## YOUR INSTRUCTIONS
Could you give the data below as a JSON list of strings, one per line and without blank lines, starting at the line that contains "form: x=288 y=85." and running through the end of the data, both included?

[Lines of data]
****************

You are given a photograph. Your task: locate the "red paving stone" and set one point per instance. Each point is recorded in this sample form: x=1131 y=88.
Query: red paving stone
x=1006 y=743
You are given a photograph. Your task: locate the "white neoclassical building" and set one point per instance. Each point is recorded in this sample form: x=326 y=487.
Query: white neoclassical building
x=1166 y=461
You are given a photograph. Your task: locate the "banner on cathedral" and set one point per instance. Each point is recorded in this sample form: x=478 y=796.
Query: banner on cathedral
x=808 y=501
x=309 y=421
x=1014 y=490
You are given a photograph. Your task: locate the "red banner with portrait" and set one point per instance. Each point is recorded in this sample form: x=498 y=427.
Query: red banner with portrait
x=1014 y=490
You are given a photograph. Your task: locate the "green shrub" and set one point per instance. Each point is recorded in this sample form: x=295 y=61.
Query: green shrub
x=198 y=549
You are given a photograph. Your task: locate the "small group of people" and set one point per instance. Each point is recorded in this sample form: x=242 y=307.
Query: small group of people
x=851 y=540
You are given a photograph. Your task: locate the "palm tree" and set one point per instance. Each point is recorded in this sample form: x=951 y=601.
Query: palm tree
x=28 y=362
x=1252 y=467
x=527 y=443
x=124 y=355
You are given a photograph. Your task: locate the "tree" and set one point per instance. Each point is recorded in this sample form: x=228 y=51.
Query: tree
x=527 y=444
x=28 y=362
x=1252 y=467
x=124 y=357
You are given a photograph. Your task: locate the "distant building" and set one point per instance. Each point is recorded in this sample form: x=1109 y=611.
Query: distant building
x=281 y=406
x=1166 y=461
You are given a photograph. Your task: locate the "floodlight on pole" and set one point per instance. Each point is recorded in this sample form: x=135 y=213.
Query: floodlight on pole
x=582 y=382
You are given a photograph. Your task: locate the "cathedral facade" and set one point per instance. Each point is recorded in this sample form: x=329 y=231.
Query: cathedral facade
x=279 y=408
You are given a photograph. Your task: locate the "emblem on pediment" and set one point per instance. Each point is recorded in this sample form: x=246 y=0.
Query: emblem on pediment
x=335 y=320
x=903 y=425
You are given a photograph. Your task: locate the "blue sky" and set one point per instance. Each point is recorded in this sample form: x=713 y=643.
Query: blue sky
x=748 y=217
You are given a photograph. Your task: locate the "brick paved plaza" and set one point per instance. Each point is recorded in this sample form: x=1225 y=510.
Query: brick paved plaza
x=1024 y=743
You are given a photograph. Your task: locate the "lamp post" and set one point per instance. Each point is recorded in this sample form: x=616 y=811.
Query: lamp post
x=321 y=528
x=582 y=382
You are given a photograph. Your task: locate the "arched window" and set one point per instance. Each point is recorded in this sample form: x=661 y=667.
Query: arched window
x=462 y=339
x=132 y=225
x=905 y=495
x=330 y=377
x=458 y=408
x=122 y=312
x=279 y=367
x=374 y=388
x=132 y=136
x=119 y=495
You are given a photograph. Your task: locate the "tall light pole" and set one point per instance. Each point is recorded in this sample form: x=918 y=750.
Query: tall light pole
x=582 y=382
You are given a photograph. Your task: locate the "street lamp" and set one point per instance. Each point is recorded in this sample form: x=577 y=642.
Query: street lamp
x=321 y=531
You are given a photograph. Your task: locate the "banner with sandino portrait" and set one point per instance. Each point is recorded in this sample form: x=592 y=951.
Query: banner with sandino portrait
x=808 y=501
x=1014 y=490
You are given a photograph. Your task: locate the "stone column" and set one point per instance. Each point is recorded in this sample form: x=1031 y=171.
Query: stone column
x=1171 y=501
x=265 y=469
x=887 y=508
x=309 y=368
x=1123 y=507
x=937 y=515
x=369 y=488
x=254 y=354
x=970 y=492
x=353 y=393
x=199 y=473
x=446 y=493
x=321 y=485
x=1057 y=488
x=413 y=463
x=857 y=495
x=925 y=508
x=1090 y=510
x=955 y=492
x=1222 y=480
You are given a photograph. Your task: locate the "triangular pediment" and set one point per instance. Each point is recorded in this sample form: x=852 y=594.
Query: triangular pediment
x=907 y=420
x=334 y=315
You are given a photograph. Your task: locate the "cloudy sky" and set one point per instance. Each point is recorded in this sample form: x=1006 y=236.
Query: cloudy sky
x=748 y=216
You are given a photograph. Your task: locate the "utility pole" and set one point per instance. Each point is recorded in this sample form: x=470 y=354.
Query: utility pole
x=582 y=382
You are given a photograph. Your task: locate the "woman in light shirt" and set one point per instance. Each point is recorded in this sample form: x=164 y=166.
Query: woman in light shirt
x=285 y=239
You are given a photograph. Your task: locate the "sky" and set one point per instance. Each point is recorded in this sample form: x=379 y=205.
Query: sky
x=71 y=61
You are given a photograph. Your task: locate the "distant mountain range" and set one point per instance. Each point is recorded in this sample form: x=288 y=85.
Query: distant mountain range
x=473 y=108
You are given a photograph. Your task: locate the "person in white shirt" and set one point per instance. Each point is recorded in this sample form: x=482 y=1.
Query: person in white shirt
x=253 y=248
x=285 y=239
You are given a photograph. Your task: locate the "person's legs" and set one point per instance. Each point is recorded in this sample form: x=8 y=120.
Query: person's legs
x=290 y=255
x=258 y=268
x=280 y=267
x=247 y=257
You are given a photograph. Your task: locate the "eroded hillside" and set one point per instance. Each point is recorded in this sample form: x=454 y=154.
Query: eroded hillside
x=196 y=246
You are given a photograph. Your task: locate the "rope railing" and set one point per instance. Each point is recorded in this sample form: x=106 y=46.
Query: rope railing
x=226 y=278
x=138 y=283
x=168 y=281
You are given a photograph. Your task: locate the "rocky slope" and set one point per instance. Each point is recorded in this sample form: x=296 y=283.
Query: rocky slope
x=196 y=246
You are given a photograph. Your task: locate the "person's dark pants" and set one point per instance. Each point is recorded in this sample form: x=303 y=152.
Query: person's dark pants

****************

## ANSWER TO THE EXERCISE
[
  "You are given a photograph. Your task: locate the \"distant mountain range\" and set one point per instance. Each point is recorded in this sample form: x=288 y=85.",
  "Query: distant mountain range",
  "x=473 y=108",
  "You are given a photograph. Your task: locate the \"person in white shirt\" and set one point per instance. Each point is recorded in this sample form: x=482 y=1.",
  "Query: person in white shirt",
  "x=253 y=248",
  "x=285 y=239",
  "You are given a photograph. Your task: locate the \"person's legs\" and set one point per instance. Each point is recorded in this sample form: x=8 y=120.",
  "Query: person's legs",
  "x=290 y=255",
  "x=258 y=268",
  "x=280 y=267",
  "x=247 y=257",
  "You are given a photograph. Your task: locate the \"eroded hillside\" and set one point per instance. Each point is recorded in this sample form: x=454 y=154.",
  "Query: eroded hillside",
  "x=196 y=246",
  "You are given a photograph. Your task: locate the \"rope railing\" and set one point per instance. Each point is recorded in this sample form: x=106 y=46.",
  "Query: rope railing",
  "x=226 y=278",
  "x=138 y=283",
  "x=168 y=281",
  "You are given a photograph. Your task: locate the \"rocky slope\" and set one point per instance. Each point is recorded in this sample form: x=296 y=283.",
  "Query: rocky slope",
  "x=196 y=246",
  "You are given a photograph. Your task: locate the \"person's dark pants\" and set one point per instance. Each point is recorded in this sample form: x=303 y=152.",
  "Query: person's dark pants"
]